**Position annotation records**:
-.-.-

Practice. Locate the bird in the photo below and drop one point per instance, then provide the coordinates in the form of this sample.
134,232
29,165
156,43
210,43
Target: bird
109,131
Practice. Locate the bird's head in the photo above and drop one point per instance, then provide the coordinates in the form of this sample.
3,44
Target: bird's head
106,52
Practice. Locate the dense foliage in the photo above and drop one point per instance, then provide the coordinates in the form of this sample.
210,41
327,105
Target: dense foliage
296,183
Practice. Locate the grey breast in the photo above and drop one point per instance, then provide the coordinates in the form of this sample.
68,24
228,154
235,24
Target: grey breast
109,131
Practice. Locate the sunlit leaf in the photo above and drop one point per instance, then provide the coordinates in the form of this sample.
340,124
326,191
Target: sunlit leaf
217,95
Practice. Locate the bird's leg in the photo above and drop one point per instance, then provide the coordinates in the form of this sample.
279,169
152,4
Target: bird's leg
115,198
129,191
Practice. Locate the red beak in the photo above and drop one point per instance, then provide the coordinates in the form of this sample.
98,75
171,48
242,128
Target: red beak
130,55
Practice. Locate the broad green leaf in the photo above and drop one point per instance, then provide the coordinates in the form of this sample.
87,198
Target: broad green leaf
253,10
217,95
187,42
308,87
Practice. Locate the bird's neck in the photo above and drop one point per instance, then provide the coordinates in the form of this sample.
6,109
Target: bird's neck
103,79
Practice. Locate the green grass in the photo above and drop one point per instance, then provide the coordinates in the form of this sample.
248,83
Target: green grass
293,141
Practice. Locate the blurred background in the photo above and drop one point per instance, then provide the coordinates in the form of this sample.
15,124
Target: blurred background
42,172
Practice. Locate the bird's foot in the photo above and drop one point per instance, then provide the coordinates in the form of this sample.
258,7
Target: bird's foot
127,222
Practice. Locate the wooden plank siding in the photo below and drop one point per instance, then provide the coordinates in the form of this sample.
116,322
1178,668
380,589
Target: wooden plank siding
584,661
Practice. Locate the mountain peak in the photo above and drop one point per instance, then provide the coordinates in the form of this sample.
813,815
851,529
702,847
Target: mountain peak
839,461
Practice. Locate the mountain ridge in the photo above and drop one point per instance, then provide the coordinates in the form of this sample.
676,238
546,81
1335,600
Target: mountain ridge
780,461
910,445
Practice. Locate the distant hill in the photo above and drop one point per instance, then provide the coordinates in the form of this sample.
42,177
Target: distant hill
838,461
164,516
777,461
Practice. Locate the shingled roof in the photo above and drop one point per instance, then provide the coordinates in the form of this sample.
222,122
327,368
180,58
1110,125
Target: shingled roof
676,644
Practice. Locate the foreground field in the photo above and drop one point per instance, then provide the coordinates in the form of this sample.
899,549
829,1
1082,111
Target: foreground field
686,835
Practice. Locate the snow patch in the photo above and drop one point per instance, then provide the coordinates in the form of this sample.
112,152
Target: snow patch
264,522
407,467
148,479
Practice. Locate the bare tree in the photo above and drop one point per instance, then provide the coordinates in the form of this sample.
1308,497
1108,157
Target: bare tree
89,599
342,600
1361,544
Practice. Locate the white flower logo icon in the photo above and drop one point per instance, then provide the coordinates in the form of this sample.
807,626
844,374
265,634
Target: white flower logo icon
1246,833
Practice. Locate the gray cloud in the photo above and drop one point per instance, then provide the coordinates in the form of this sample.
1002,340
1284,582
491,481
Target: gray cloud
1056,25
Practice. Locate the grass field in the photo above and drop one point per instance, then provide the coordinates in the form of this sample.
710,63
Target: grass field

-.-.-

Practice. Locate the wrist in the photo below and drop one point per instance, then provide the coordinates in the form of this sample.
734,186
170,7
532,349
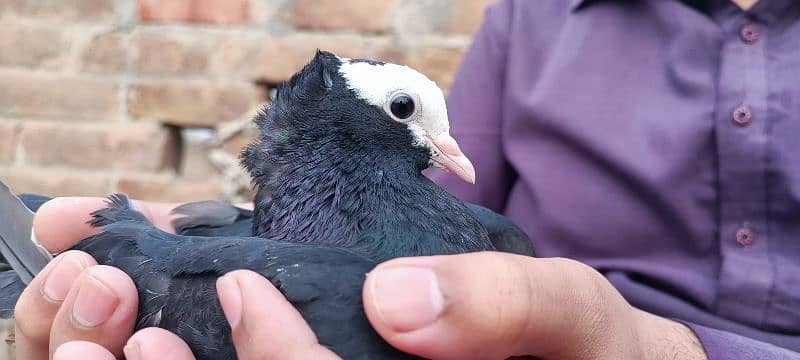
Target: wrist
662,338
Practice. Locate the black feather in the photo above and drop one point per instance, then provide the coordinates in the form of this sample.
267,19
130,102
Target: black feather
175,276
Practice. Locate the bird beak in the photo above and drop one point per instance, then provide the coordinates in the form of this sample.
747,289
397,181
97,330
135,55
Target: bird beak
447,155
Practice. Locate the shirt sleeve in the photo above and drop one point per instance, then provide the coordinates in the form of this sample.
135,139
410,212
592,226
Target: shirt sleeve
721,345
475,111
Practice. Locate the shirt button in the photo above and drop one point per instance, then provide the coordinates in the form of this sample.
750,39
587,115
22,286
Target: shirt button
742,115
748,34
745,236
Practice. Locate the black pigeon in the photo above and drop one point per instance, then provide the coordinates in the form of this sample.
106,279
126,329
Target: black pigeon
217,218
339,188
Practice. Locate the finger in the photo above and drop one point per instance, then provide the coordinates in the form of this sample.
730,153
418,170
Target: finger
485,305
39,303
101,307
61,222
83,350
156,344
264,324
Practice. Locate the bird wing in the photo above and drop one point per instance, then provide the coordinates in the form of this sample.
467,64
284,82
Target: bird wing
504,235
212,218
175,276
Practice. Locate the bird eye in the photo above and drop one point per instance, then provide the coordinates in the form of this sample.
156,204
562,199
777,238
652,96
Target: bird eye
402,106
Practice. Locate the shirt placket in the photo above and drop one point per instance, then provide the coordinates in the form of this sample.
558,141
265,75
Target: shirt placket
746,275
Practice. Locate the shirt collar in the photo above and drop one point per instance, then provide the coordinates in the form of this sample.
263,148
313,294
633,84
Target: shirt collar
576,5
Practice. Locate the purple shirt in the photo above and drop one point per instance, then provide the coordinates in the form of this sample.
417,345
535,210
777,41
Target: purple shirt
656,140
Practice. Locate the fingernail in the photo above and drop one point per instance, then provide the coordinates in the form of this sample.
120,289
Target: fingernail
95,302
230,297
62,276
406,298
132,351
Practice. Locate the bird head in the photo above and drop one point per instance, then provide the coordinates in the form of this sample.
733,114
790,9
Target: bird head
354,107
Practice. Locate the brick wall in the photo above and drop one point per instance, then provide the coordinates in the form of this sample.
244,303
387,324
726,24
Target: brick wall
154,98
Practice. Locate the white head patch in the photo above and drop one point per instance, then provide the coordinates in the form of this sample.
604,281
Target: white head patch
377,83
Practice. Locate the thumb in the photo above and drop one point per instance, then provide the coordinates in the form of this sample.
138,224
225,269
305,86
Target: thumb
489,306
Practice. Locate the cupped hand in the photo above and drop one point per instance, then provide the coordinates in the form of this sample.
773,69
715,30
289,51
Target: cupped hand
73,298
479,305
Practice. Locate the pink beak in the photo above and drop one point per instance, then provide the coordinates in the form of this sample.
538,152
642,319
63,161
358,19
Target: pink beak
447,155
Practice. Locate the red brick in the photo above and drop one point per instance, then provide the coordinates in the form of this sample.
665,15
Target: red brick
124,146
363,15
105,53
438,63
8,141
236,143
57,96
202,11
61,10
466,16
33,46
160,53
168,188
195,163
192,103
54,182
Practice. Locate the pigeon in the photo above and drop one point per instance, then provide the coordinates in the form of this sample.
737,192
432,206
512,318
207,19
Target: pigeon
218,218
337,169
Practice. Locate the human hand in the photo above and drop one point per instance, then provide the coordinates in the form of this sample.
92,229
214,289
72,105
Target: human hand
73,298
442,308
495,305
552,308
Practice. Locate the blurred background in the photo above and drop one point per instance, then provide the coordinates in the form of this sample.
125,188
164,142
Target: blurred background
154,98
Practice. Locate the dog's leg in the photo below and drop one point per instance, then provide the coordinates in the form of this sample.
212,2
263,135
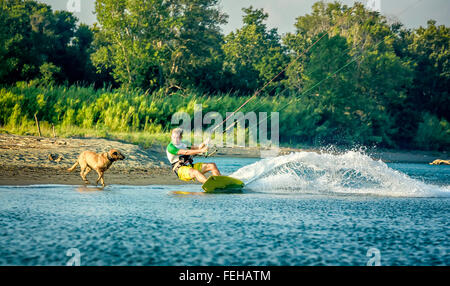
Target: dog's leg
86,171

-.-.-

**EXERCISE DIRECTIONS**: Identify every line in the data above that contains the string "foot", treating uppercase and lowercase as different, and copy each such line.

**COMPLETE RESPONSE**:
Practice. Locate the bird's foot in the photo above and drop one point per instance, then provide the coordinates in the form of this sample.
Target: bird's foot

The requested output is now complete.